> **Image-grounded pointing data**:

══════════════════════════════

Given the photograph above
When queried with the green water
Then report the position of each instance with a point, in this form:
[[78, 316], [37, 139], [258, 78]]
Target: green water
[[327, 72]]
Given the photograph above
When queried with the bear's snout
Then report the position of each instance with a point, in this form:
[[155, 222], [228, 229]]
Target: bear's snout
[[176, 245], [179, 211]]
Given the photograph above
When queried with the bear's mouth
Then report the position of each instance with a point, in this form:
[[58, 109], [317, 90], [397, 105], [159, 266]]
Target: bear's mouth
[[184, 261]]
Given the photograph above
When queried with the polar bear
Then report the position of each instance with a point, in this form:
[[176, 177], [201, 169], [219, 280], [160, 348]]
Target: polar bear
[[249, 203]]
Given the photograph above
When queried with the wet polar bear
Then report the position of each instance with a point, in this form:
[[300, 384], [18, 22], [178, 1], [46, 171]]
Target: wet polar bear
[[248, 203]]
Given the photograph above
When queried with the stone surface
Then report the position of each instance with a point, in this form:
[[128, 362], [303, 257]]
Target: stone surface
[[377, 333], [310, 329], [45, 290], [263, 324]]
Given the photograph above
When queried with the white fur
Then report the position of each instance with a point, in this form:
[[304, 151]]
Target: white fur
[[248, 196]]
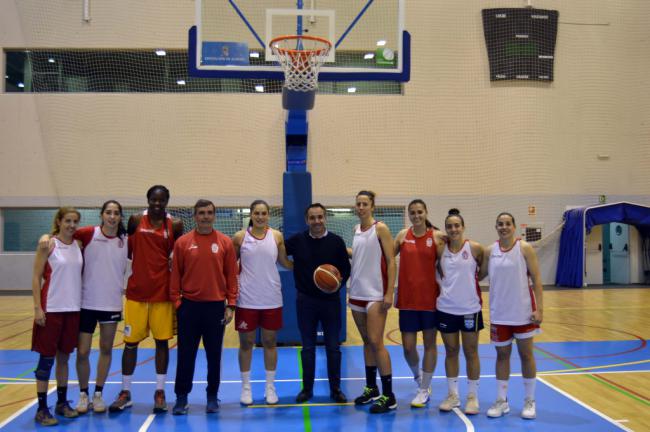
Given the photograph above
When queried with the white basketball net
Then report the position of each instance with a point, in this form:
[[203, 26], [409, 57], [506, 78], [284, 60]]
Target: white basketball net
[[301, 58]]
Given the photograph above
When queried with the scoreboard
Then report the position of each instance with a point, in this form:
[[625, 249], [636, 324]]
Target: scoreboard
[[520, 43]]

══════════════════════════════

> **Required work**:
Starting at the line where "Target: green water" appears, restate every line through the end of the records above exactly, but omit the pictures.

> **Exercise result**:
Target: green water
[[327, 72]]
Given the photograph above
When queried with the bear's snout
Then report the position of each instance with a point, in this form:
[[155, 222], [228, 229]]
Target: bear's snout
[[176, 245], [179, 211]]
Given the photograph above
When queried with the bear's mouth
Then report the position of each instance with a point, in this form:
[[58, 109], [317, 90], [397, 105], [159, 266]]
Target: bear's mouth
[[184, 261]]
Given the photograph above
When queried with the polar bear
Then report the position of each instance with a point, in this form:
[[176, 177], [201, 169], [219, 280], [160, 348]]
Target: polar bear
[[249, 203]]
Given the photograph above
When queried with the wet polar bear
Then report the position of each instance with a point, in this form:
[[300, 384], [18, 22], [178, 1], [46, 171]]
Target: wet polar bear
[[248, 203]]
Given the photograph above
When queried with the stone surface
Then report the position of each instance with a point, in this form:
[[128, 362], [303, 257]]
Target: stone surface
[[377, 333], [310, 329], [45, 290], [263, 324]]
Given the photograph above
When queried with the white fur
Then report the position of each instance with a point, in this form:
[[304, 151]]
Target: white fur
[[248, 196]]
Given the photograph above
When queried with the white basketball net
Then report the position of each instance with a point, in this form:
[[203, 26], [409, 57], [506, 78], [284, 60]]
Target: white basketball net
[[301, 58]]
Given the photograph above
When queried with the scoreboard
Then report the position of each instance with a point, in this form:
[[625, 249], [636, 324]]
Target: scoreboard
[[520, 43]]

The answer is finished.